* _SELECTED TEXT_
-*-*-
III. Policy Barriers to a Robust Power Grid
Unfortunately, we are still reeling from the previous administration’s poor energy policies. In 2023, for the first time ever, the North American Electric Reliability Corporation (NERC) identified energy policy as a leading risk factor for electric reliability.4 PJM Interconnection, Inc. (PJM), the largest electricity market in North America by revenue and volume, provided an accurate outline of the concerns facing the electricity industry in its 2023 report titled Energy Transition in PJM: Resource Retirements, Replacements & Risks.5 PJM identified four major trends (the bullets below are quotes):
- The growth rate of electricity demand is likely to continue to increase from electrification coupled with the proliferation of high-demand data centers in the region.
- Thermal generators are retiring at a rapid pace due to government and private sector policies as well as economics.
- Retirements are at risk of outpacing the construction of new resources, due to a combination of industry forces, including siting and supply chain, whose long-term impacts are not fully known.
- PJM’s interconnection queue is composed primarily of intermittent and limited-duration resources. Given the operating characteristics of these resources, we need multiple megawatts of these resources to replace 1 MW of thermal generation.
High prices in the recent PJM capacity auction are further evidence of strain on the PJM system. Capacity prices rose nearly ten-fold between 2023 and 2024, highlighting the increases in new demand, the high cost of early power plant retirements, and the barriers to reliable new supply.6
IV. New Paths to Electricity Success
Policymakers are beginning to realize the gravity of the situation and the cost of failing to meet the AI moment. Data centers are the newest consumers on the grid, and their perspective is important to consider. Economist Frederic Bastiat wrote: “Treat all economic questions from the viewpoint of the consumer, for the interests of the consumer are the interests of the human race.” New customers on the power grid—such as large data centers—have different needs and priorities from existing customers.
-*-*-
* _INPUT_
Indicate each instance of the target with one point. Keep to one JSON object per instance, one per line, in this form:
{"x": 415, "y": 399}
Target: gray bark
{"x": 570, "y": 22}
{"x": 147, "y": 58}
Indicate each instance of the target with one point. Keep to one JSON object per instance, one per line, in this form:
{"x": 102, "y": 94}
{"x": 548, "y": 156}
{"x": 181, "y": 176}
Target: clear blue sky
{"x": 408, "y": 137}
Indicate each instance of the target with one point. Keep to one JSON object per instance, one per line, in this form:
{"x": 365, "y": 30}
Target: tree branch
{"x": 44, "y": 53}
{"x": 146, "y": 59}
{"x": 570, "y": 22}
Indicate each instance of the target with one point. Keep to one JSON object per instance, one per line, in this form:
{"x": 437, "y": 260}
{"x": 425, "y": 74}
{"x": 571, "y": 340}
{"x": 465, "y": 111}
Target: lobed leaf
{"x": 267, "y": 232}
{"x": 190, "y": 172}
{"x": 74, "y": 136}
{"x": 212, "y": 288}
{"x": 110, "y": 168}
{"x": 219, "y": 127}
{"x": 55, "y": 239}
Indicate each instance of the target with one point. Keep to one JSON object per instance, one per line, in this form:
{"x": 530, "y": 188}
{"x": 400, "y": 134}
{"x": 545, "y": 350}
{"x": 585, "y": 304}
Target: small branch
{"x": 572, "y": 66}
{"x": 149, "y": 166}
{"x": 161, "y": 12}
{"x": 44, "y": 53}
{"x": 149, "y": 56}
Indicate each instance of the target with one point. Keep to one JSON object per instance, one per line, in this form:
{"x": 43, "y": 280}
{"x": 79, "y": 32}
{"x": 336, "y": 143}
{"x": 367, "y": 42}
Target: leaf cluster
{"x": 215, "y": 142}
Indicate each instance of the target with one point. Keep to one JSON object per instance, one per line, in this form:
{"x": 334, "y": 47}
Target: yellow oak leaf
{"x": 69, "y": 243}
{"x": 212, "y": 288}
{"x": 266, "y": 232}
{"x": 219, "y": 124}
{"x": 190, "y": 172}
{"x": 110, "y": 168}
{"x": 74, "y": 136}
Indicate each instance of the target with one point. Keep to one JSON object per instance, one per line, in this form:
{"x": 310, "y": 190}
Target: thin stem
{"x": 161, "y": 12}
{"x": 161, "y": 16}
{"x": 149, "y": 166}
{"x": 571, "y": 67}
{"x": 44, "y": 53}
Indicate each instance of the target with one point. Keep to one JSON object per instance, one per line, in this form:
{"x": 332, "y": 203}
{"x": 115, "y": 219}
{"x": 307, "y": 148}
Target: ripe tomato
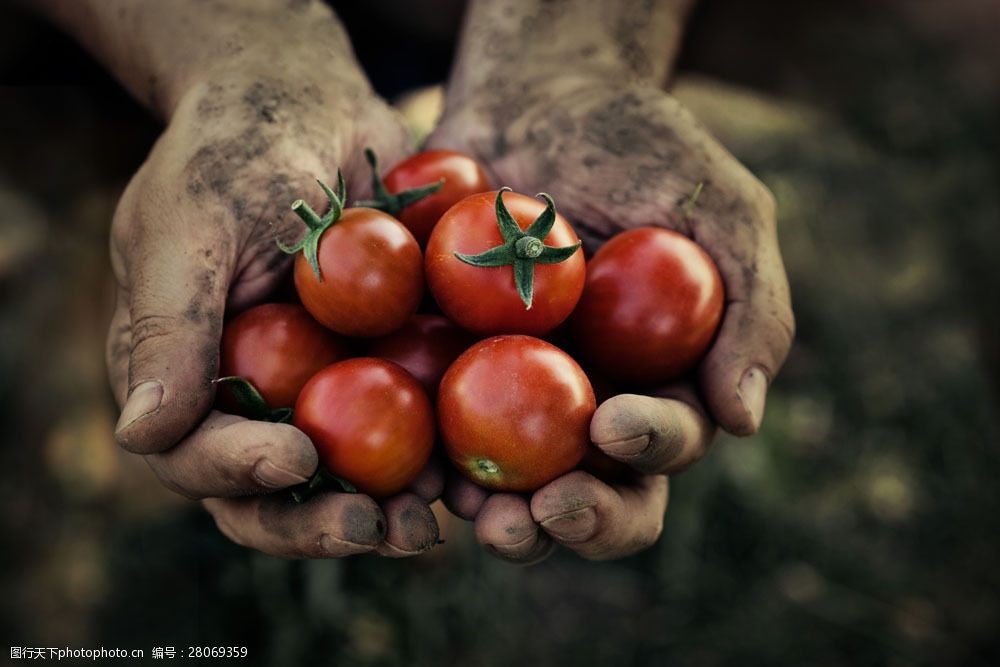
{"x": 515, "y": 413}
{"x": 652, "y": 304}
{"x": 360, "y": 272}
{"x": 277, "y": 347}
{"x": 422, "y": 187}
{"x": 371, "y": 423}
{"x": 489, "y": 231}
{"x": 425, "y": 347}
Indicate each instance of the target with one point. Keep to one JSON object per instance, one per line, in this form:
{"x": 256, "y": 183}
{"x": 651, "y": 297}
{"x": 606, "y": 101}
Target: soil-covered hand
{"x": 194, "y": 239}
{"x": 615, "y": 156}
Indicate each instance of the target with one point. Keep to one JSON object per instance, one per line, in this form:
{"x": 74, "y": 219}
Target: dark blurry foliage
{"x": 860, "y": 527}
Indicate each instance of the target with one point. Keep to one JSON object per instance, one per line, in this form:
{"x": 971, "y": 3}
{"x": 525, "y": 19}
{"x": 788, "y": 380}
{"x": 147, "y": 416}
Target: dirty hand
{"x": 616, "y": 156}
{"x": 194, "y": 239}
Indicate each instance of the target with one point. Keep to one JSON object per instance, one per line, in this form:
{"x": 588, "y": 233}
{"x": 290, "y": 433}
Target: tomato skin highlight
{"x": 514, "y": 413}
{"x": 425, "y": 347}
{"x": 277, "y": 347}
{"x": 371, "y": 423}
{"x": 650, "y": 309}
{"x": 372, "y": 275}
{"x": 485, "y": 300}
{"x": 463, "y": 176}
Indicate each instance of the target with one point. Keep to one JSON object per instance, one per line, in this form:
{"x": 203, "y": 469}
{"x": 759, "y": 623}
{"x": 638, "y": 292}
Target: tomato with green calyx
{"x": 358, "y": 271}
{"x": 371, "y": 423}
{"x": 418, "y": 190}
{"x": 514, "y": 413}
{"x": 425, "y": 347}
{"x": 276, "y": 348}
{"x": 650, "y": 309}
{"x": 502, "y": 262}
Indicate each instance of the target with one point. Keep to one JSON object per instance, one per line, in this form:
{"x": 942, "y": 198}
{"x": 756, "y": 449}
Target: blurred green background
{"x": 860, "y": 527}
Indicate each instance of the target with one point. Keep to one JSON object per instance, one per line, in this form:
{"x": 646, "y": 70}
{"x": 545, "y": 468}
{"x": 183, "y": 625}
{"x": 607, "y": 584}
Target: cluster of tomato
{"x": 375, "y": 385}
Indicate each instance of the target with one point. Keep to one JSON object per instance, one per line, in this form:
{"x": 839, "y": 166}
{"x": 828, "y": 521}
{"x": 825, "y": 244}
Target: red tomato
{"x": 462, "y": 175}
{"x": 425, "y": 347}
{"x": 371, "y": 273}
{"x": 515, "y": 413}
{"x": 277, "y": 347}
{"x": 371, "y": 423}
{"x": 652, "y": 304}
{"x": 486, "y": 299}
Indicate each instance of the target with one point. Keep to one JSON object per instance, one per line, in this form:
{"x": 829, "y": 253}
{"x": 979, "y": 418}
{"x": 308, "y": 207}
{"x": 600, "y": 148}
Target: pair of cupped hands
{"x": 193, "y": 240}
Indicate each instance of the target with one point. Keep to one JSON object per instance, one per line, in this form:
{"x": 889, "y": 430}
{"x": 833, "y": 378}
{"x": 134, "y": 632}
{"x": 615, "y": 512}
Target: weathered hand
{"x": 194, "y": 238}
{"x": 617, "y": 156}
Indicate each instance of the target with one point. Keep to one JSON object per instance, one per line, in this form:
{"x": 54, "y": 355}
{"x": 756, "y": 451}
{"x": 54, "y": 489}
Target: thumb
{"x": 176, "y": 304}
{"x": 754, "y": 339}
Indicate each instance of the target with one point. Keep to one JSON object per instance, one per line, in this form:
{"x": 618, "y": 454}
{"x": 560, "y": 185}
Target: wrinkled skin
{"x": 617, "y": 156}
{"x": 193, "y": 238}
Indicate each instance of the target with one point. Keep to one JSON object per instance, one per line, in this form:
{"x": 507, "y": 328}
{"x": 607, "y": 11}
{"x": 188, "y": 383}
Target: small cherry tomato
{"x": 422, "y": 187}
{"x": 276, "y": 347}
{"x": 514, "y": 413}
{"x": 425, "y": 347}
{"x": 650, "y": 309}
{"x": 371, "y": 422}
{"x": 360, "y": 271}
{"x": 502, "y": 262}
-*-*-
* _TASK INSTRUCTIONS_
[1] Write out the entire power grid policy excerpt word for word.
[2] Gather every line of the rows that contains the word "tomato". Case counts.

* _EXERCISE RESPONSES_
[1]
III. Policy Barriers to a Robust Power Grid
Unfortunately, we are still reeling from the previous administration’s poor energy policies. In 2023, for the first time ever, the North American Electric Reliability Corporation (NERC) identified energy policy as a leading risk factor for electric reliability.4 PJM Interconnection, Inc. (PJM), the largest electricity market in North America by revenue and volume, provided an accurate outline of the concerns facing the electricity industry in its 2023 report titled Energy Transition in PJM: Resource Retirements, Replacements & Risks.5 PJM identified four major trends (the bullets below are quotes):
- The growth rate of electricity demand is likely to continue to increase from electrification coupled with the proliferation of high-demand data centers in the region.
- Thermal generators are retiring at a rapid pace due to government and private sector policies as well as economics.
- Retirements are at risk of outpacing the construction of new resources, due to a combination of industry forces, including siting and supply chain, whose long-term impacts are not fully known.
- PJM’s interconnection queue is composed primarily of intermittent and limited-duration resources. Given the operating characteristics of these resources, we need multiple megawatts of these resources to replace 1 MW of thermal generation.
High prices in the recent PJM capacity auction are further evidence of strain on the PJM system. Capacity prices rose nearly ten-fold between 2023 and 2024, highlighting the increases in new demand, the high cost of early power plant retirements, and the barriers to reliable new supply.6
IV. New Paths to Electricity Success
Policymakers are beginning to realize the gravity of the situation and the cost of failing to meet the AI moment. Data centers are the newest consumers on the grid, and their perspective is important to consider. Economist Frederic Bastiat wrote: “Treat all economic questions from the viewpoint of the consumer, for the interests of the consumer are the interests of the human race.” New customers on the power grid—such as large data centers—have different needs and priorities from existing customers.

[2]
Target: ripe tomato
Target: tomato skin highlight
Target: tomato with green calyx
Target: cluster of tomato
Target: red tomato
Target: small cherry tomato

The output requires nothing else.